→ Document:
-- start --
No, soccer. Mike has stopped being... Not stopped being a soccer fan, but instant replay has ruined Mike's experience It has absolutely made the sport much worse and less of an appointment watching for me.
It used to be bonafide, my favorite sport, and it's been knocked down a few pegs because I can't celebrate a goal. And we're talking about little toenail differences. It's just terrible.
It's just interesting to me how the idea that a bad call by the official is not part of the narrative of the game. Now it's this thing. It's like, Well, this means that the outcome isn't objectively true. But never. Also, the other problem is that even with instant replay, yes, they more often get the correct call, but it's not 100%. Sometimes it leaves you with almost a worse taste in your mouth because it consumed all this time for an outcome that they couldn't change. I don't think it adds anything to the game. I think it detracts from the experience.
It adds more accurate, right? It adds more accurate. Oh, sure. Yeah.
Oh, of course. I mean, it is. If And I think that there's now this contingent of people who are involved with gambling, and so they see this very differently. They're like, We must have an objective outcome because if we don't, it could cost me money or whatever. I don't see it as so essential as though, that if we... I was talking about this when I was on Simmons podcast, because, of course, everyone disagrees with me. It seems like a crazy thing to say in 2026, that you don't want to use technology to your advantage. But he was talking about the old Houston Oilers, Pittsburgh Steelers, AFC title game back from the late '70s, early '80s, where there was a controversial call in the end zone with a wide receiver, and many people in Houston feel like that costs in the game, but the call, the shutdown wasn't allowed. And people were like, Well, see, it's great. That It never happened now. But the only reason we're talking about it this many years later is because that did happen. The mistake was part of that experience and part of that game. It's part of the history of those two franchises.
-- end --
[Segmentation dataset excerpts]
-- start --
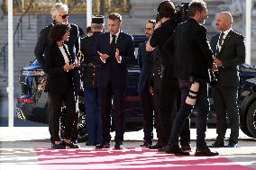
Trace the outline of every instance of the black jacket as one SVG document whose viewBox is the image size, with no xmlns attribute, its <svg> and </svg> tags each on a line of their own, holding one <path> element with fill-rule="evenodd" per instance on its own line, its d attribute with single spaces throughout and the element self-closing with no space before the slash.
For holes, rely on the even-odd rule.
<svg viewBox="0 0 256 170">
<path fill-rule="evenodd" d="M 211 47 L 214 54 L 216 52 L 216 45 L 219 33 L 211 40 Z M 245 61 L 244 37 L 237 32 L 230 31 L 216 58 L 223 62 L 223 67 L 218 67 L 218 83 L 224 86 L 238 86 L 238 66 Z"/>
<path fill-rule="evenodd" d="M 69 64 L 74 63 L 75 58 L 68 52 L 67 45 L 63 45 L 68 54 Z M 56 42 L 51 43 L 45 54 L 44 71 L 47 74 L 45 91 L 50 94 L 66 94 L 72 87 L 74 92 L 80 89 L 80 77 L 78 68 L 64 71 L 65 60 Z"/>
</svg>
-- end --
→ To do:
1. Answer these about the replay discussion:
(a) Which sport does it say instant replay has ruined for Mike?
(b) Which group does it say sees replay differently because an outcome could cost them money?
(c) Which two teams played in the AFC title game it mentions?
2. Can you sum up the replay discussion in two sentences?
3. Resume the replay discussion after its final sentence.

→ Task answers:
1.
(a) Soccer.
(b) People involved with gambling.
(c) The Houston Oilers and the Pittsburgh Steelers.

2. Instant replay has ruined soccer for Mike, making it impossible to celebrate a goal, and even with replay the calls are not 100% correct and it eats up time. The speaker argues that a bad call is part of a game's story, citing a controversial end zone call in an old Houston Oilers–Pittsburgh Steelers AFC title game that is still discussed and is part of both franchises' history.

3.
Some of these things that people want to are short term remedies. If they really care about the idea of the sport, that is part of it. The idea that human error plays a role, both for the players and for the officiating crew. I don't think we need to constantly stop the game, especially to look at these things in a frame by frame basis. With basketball, it's really maddening because things will happen in the last minute of a basketball game that are then officiated in a way that they have not been officiated for the last 40 27 minutes or the last 39 minutes. Like the idea if you hold a basketball in your hand and someone punches it out, technically, the last thing it touches is the bottom of your finger. But at no point in the game is that possibly out on the guy holding the ball until they go to instant replay at the very end. It's really reversing the whole idea of how that play is supposed to be officiated.
Chuck, the AFC Championship game was defined by weather this year with the Broncos and Patriots But you like the weather games in NFL.
Well, one of the great things about football, one of the things I think that makes it so unique and special, apart from the other American sports, is that baseball, it's like we'll cancel the game if it rains. Basketball is an indoor sport. Hockey is a simulation of goldness. Football is the only sport where natural elements are assumed to be part of what you're going to experience. If the game is outside, you have to factor that in. You have to build your team with the knowledge that there may be scenarios, particularly late in the year, that will contradict the way you want to play. You may have to play more of a primitive physical style. You have to have that as your your bank vault of possibilities because weather is a role. It's this new X-Factor that you can't expect, you can't anticipate. This idea that you want to play these games in these climate-controlled places to get the most, again, it's a little bit like instant replay, that you're trying to get this Trying to take all subjectivity out of this. You want only the objective outcome. I think it's insane that they want to put a dome up in Philadelphia.
I think it was a huge mistake for the Viking franchise to take away that advantage and put themselves in these domes. I think that most people who like football love weather games, and it's very strange to hear someone who doesn't.
Most people, though, who would watch television would like that fire to be real and catch fire, and you have to run out of the room. It doesn't mean that that's That's how you'd want to experience it. It's not a good measurement of how this is all measured. You put weather... The Patriots just made it to the Super Bowl, not just because Denver had a bad quarterback, because they didn't have to do anything in the second half because it was snowing too much and nobody was actually playing football anymore to get to the Super Bowl.
No, they were still playing football. They were playing a different football where it wasn't so easy to kick a 45-yard field goal, and it wasn't easy to throw the ball downfield. You had to change things in order to make it.
But it's not the football they were playing all year when they were doing the measurements. It's not unlike your instant replay argument. They're playing a different game at the end of the season than they are at any other point during the season.
Except that we understand that we live in a place where the climate shifts. That's an understanding you have. No one's surprised that it's cold and possibly snowy in New England in December and January. That's part of it.
Chuck, I don't think fans spending dearly to attend a game would agree with this, but why do you think football is best watched on TV, not in person?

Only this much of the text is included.